[Dataset content Boundary: Start]

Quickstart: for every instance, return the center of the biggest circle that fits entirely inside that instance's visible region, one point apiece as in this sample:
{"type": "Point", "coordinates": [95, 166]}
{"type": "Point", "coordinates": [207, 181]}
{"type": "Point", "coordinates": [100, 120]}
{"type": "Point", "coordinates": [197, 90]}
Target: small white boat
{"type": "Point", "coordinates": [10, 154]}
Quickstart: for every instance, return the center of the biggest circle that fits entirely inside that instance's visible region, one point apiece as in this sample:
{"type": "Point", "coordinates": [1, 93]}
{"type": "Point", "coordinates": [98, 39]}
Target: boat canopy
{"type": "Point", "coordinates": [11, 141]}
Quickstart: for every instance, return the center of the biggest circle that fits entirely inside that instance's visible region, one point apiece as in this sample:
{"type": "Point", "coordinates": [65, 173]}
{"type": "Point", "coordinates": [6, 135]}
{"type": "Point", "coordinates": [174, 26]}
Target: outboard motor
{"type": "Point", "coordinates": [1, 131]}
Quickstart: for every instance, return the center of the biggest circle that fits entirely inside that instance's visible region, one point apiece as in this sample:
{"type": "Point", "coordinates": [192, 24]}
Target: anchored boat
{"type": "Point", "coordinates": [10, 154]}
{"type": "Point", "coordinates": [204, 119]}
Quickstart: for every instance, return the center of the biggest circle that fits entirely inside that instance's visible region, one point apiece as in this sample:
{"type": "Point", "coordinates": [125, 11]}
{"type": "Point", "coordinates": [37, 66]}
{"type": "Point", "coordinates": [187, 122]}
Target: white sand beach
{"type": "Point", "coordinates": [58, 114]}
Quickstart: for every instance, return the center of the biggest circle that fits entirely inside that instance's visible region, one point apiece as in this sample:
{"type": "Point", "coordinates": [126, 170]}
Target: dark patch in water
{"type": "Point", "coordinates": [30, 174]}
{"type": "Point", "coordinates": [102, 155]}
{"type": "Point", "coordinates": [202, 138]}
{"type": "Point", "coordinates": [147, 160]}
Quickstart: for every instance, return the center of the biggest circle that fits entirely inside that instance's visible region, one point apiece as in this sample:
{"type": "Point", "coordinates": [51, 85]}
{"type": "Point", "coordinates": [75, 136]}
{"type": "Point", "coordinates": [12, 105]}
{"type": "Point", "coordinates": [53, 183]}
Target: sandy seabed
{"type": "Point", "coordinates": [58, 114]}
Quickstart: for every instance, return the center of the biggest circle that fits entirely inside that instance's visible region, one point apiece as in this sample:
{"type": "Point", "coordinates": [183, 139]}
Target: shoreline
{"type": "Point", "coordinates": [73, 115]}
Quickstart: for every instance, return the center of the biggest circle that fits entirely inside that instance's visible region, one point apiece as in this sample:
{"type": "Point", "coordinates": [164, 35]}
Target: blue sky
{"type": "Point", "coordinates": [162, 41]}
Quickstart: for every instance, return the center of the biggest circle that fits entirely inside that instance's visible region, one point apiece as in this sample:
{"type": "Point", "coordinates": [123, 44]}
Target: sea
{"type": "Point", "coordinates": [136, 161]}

[Dataset content Boundary: End]

### Exercise directions:
Reproduce all the entries above. Match them exactly.

### Result of this task:
Quickstart: for every instance, return the center of the biggest circle that fits entirely inside that instance's visible region, one point apiece as in this sample:
{"type": "Point", "coordinates": [95, 166]}
{"type": "Point", "coordinates": [207, 181]}
{"type": "Point", "coordinates": [100, 120]}
{"type": "Point", "coordinates": [197, 90]}
Target: small white boat
{"type": "Point", "coordinates": [10, 154]}
Quickstart: for every instance, return the center of the biggest circle that fits entirely inside that instance's visible region, one point apiece as in this sample:
{"type": "Point", "coordinates": [1, 93]}
{"type": "Point", "coordinates": [98, 39]}
Target: boat canopy
{"type": "Point", "coordinates": [11, 141]}
Quickstart: for every instance, return the center of the biggest circle that fits entirely inside that instance's visible region, one point apiece as in this sample:
{"type": "Point", "coordinates": [65, 173]}
{"type": "Point", "coordinates": [6, 135]}
{"type": "Point", "coordinates": [174, 26]}
Target: outboard motor
{"type": "Point", "coordinates": [1, 131]}
Quickstart: for every instance, return the center of the biggest circle that fits entirely inside that instance's visible region, one point apiece as in this sample:
{"type": "Point", "coordinates": [192, 24]}
Target: anchored boat
{"type": "Point", "coordinates": [10, 154]}
{"type": "Point", "coordinates": [204, 119]}
Quickstart: for every instance, return the center of the biggest circle that fits entirely inside that instance's visible region, one point apiece as in this sample:
{"type": "Point", "coordinates": [125, 11]}
{"type": "Point", "coordinates": [37, 66]}
{"type": "Point", "coordinates": [187, 122]}
Target: white sand beach
{"type": "Point", "coordinates": [58, 114]}
Quickstart: for every instance, return the center of the biggest circle that fits entirely inside that instance's visible region, one point apiece as in this sample:
{"type": "Point", "coordinates": [126, 170]}
Target: dark patch in water
{"type": "Point", "coordinates": [30, 174]}
{"type": "Point", "coordinates": [102, 155]}
{"type": "Point", "coordinates": [202, 138]}
{"type": "Point", "coordinates": [147, 160]}
Quickstart: for every instance, return the center of the biggest circle that fits entirely inside that instance's visible region, one point apiece as in this sample:
{"type": "Point", "coordinates": [51, 85]}
{"type": "Point", "coordinates": [75, 136]}
{"type": "Point", "coordinates": [12, 105]}
{"type": "Point", "coordinates": [53, 183]}
Target: sandy seabed
{"type": "Point", "coordinates": [58, 114]}
Quickstart: for every instance, return the center of the biggest circle that fits entirely inside that instance's visible region, one point apiece as in this sample:
{"type": "Point", "coordinates": [183, 139]}
Target: shoreline
{"type": "Point", "coordinates": [73, 115]}
Quickstart: for every instance, return the center of the biggest circle that fits entirely inside that instance's visible region, one point apiece as in this sample:
{"type": "Point", "coordinates": [164, 35]}
Target: blue sky
{"type": "Point", "coordinates": [162, 41]}
Quickstart: for every instance, return the center of the biggest circle that fits entirely inside that instance's visible region, one point apiece as in this sample:
{"type": "Point", "coordinates": [123, 44]}
Target: sea
{"type": "Point", "coordinates": [136, 161]}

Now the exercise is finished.